DESCRIPTION OF THE TASK
Among the lines below, how many have the word "treeline"? The reply is that number alone.

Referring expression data
——

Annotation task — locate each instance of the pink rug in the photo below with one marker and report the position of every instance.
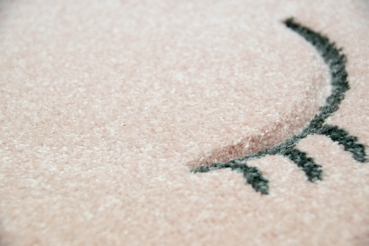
(165, 122)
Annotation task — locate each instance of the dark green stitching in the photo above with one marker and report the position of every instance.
(336, 61)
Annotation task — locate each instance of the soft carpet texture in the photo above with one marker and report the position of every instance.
(119, 121)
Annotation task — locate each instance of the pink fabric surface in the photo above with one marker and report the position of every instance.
(106, 105)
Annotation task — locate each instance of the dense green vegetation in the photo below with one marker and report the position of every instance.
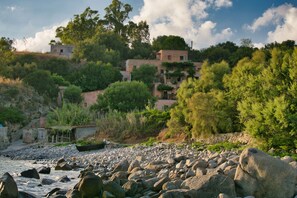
(69, 115)
(258, 96)
(124, 97)
(241, 88)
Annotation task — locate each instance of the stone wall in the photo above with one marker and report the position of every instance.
(83, 132)
(4, 142)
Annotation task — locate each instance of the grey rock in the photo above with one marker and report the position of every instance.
(90, 185)
(8, 187)
(131, 188)
(262, 175)
(114, 188)
(31, 173)
(210, 185)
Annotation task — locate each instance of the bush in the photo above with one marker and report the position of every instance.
(69, 115)
(72, 94)
(11, 115)
(124, 97)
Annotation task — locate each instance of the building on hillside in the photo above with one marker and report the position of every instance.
(90, 98)
(64, 51)
(173, 66)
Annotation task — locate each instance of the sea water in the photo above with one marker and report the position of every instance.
(15, 167)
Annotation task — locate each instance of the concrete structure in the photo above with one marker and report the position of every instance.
(90, 98)
(64, 51)
(70, 133)
(166, 75)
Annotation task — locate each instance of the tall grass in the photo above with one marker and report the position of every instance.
(133, 124)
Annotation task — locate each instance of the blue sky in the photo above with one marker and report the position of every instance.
(32, 23)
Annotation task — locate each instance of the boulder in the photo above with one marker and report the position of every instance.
(121, 166)
(44, 170)
(210, 185)
(262, 175)
(179, 193)
(31, 173)
(131, 188)
(90, 185)
(8, 187)
(114, 188)
(63, 166)
(64, 179)
(26, 195)
(47, 181)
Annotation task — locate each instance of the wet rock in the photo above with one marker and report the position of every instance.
(90, 185)
(31, 173)
(210, 185)
(44, 170)
(8, 187)
(114, 188)
(262, 175)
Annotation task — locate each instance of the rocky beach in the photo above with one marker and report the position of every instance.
(162, 170)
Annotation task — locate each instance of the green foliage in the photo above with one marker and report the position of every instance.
(59, 80)
(178, 64)
(42, 82)
(124, 96)
(164, 87)
(223, 146)
(56, 66)
(146, 74)
(83, 26)
(121, 125)
(11, 115)
(95, 76)
(69, 115)
(72, 94)
(132, 124)
(169, 43)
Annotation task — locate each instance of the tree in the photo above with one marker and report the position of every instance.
(169, 43)
(72, 94)
(56, 65)
(124, 96)
(6, 49)
(146, 74)
(116, 14)
(83, 26)
(42, 82)
(95, 76)
(69, 115)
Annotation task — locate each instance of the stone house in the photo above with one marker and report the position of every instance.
(173, 66)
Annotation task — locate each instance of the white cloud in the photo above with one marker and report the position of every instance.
(185, 18)
(223, 3)
(259, 45)
(38, 43)
(284, 20)
(11, 8)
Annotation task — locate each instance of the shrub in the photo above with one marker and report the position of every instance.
(72, 94)
(69, 115)
(11, 115)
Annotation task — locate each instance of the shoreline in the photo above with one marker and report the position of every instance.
(154, 170)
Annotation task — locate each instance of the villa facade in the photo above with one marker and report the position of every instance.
(173, 66)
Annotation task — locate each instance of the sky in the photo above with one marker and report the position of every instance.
(32, 23)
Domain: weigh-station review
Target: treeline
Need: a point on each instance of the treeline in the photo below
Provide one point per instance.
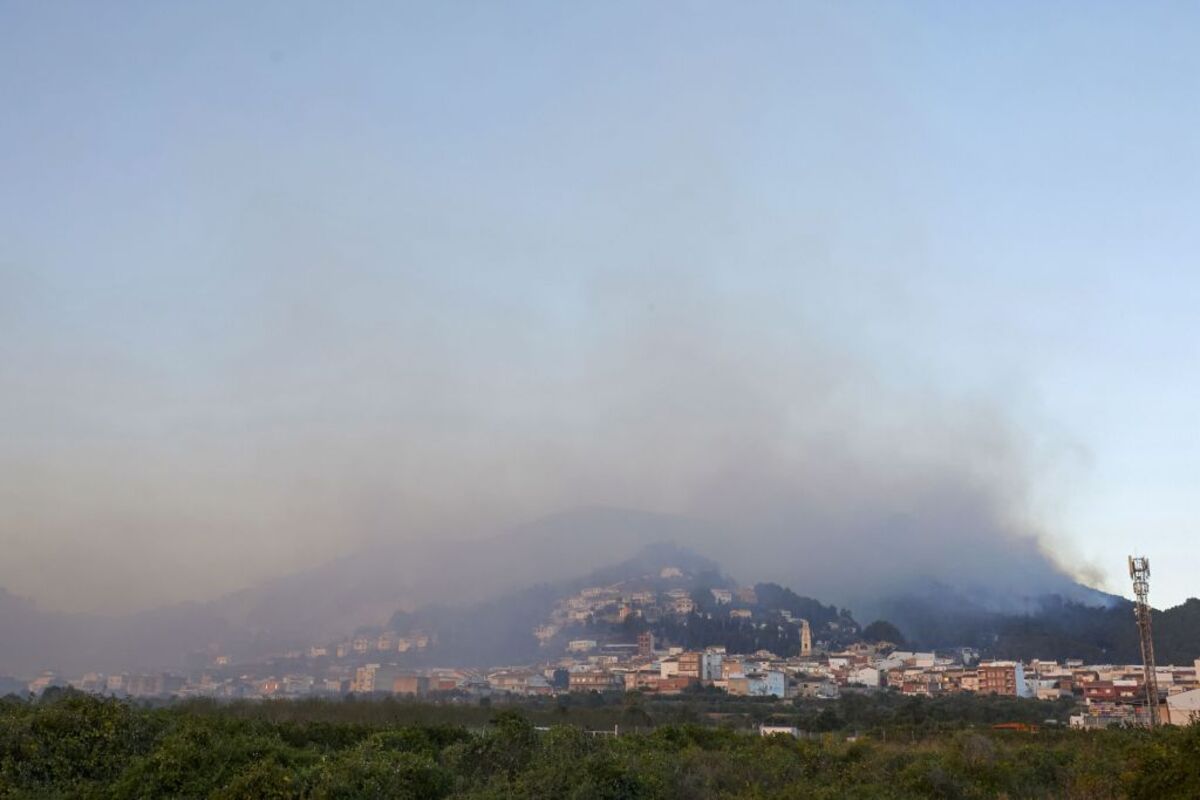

——

TASK SOLUTION
2